══ Records supplied

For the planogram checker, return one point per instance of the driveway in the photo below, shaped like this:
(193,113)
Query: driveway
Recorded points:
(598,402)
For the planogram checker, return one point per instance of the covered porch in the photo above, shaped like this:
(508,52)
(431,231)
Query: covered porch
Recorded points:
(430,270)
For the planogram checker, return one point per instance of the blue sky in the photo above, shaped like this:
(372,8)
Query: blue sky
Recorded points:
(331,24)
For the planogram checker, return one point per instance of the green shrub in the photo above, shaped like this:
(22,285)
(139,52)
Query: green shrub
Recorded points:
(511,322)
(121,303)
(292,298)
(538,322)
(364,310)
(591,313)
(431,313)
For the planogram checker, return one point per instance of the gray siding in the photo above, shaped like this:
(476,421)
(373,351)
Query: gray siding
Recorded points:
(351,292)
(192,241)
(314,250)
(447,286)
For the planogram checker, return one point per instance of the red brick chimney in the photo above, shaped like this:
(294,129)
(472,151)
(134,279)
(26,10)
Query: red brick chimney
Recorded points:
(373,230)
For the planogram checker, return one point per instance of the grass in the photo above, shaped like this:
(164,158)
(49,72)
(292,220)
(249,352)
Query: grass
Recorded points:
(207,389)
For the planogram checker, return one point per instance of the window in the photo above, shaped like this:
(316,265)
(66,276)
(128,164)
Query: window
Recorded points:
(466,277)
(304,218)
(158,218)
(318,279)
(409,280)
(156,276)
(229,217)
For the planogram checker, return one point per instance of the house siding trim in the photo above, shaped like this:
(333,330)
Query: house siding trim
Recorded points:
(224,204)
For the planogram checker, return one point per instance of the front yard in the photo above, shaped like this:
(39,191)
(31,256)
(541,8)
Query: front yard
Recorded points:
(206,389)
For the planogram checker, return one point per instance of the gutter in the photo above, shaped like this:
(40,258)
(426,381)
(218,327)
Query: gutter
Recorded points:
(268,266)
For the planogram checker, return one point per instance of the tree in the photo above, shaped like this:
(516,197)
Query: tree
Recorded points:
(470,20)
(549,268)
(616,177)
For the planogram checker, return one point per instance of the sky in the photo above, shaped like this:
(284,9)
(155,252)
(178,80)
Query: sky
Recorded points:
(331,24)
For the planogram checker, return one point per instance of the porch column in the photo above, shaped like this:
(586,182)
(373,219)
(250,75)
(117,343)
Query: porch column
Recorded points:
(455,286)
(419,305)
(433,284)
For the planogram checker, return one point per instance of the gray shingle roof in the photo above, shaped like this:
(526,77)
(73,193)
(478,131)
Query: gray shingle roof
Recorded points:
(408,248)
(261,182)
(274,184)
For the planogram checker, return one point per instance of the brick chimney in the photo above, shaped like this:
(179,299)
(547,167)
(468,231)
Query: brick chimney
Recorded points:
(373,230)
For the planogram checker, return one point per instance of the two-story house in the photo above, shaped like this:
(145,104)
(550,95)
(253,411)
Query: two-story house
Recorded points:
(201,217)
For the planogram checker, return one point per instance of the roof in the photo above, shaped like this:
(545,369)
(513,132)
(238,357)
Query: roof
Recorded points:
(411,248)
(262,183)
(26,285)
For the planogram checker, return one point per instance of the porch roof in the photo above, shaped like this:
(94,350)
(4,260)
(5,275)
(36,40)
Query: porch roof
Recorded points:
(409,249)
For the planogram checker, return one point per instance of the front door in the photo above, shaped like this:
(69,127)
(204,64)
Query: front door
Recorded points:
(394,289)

════

What the task requires:
Copy all of the data above line for line, with no changes.

Correct output:
For the planogram checker, return one point per instance of the driveway in the photo below, shaped like this:
(193,113)
Query: driveway
Recorded points:
(598,402)
For the planogram checker, return one point per instance of the covered porch in the photo above, shaped like this:
(508,52)
(431,231)
Query: covered porch
Recorded points:
(430,270)
For the planogram checker, return one point per instance of the blue sky in the photo above, shaped like this:
(372,8)
Query: blue sky
Recorded points:
(331,24)
For the planogram checker, return one point per instance of the green shrub in the photo above, shaped like this:
(22,285)
(139,52)
Query: green shrub
Recorded points:
(511,322)
(121,303)
(292,298)
(538,322)
(364,310)
(591,313)
(431,313)
For the planogram checker, return one point per instance of the gray siding in the photo above, shaped like this:
(476,421)
(373,351)
Query: gray siding
Recorded points:
(351,292)
(192,241)
(314,250)
(447,286)
For the planogram checker, return one point per instance of the red brick chimney in the photo above, shaped like this:
(294,129)
(472,151)
(134,279)
(26,10)
Query: red brick chimney
Recorded points:
(373,230)
For the planogram checker, return one point per instance of the grass in the photo above, shaped like this:
(164,158)
(49,72)
(292,220)
(249,352)
Query: grass
Recorded points:
(207,389)
For the planogram checker, return one point per instance of the window in the photo above, shaped like this:
(316,265)
(66,276)
(128,164)
Query: window
Recorded points:
(466,277)
(304,218)
(158,218)
(318,279)
(409,280)
(156,276)
(229,217)
For the planogram checker, return one point per instance of the house siding trim in the photo above, shaped like this:
(333,330)
Query: house siding trim
Recorded points:
(224,204)
For the planogram checker, return one point per instance of the front yard in the photo above, shaped like this:
(39,191)
(31,256)
(541,8)
Query: front yard
Recorded points:
(206,389)
For the planogram checker, return one point per instance of the gutter in the photo above, shaped like this:
(40,258)
(426,381)
(218,327)
Query: gutter
Recorded points:
(268,266)
For the planogram checker, return one point per instance of the tree in the photo above, shaped like this:
(516,197)
Query: tree
Recorded points:
(470,20)
(549,268)
(616,177)
For the planogram checker, return one point per instance of the sky in the photo above, shaped like this:
(284,9)
(155,252)
(178,80)
Query: sky
Recorded points:
(331,24)
For the planogram checker, return one point per instance of the porch column in the photo above, shaped like this:
(586,182)
(373,219)
(250,75)
(117,343)
Query: porch column
Recorded points:
(455,286)
(419,305)
(433,284)
For the planogram checker, return one point per instance of the gray shingle roof in the photo above, shaped like this:
(526,77)
(73,193)
(478,131)
Query: gray shingle roof
Recorded points:
(408,248)
(261,182)
(274,184)
For the planogram checker, return one point per instance of the brick chimney in the photo above, shaped like this:
(179,299)
(547,167)
(468,231)
Query: brick chimney
Recorded points:
(373,230)
For the planogram checker, return one point per instance of the two-story house in the photo above, shaped like this:
(145,104)
(550,95)
(253,411)
Query: two-story house
Recorded points:
(201,217)
For the planogram checker, return one point per instance of the roof in the photo above, shaped like this:
(545,369)
(513,132)
(238,357)
Query: roof
Recorded points:
(411,248)
(262,183)
(26,285)
For the planogram checker, return one point per instance of the porch roof in the photo above, shaped like this:
(94,350)
(4,260)
(5,275)
(36,40)
Query: porch roof
Recorded points:
(409,249)
For the planogram checker, return one point per instance of the front door in the photo above, shaped like this:
(69,127)
(204,64)
Query: front door
Recorded points:
(394,289)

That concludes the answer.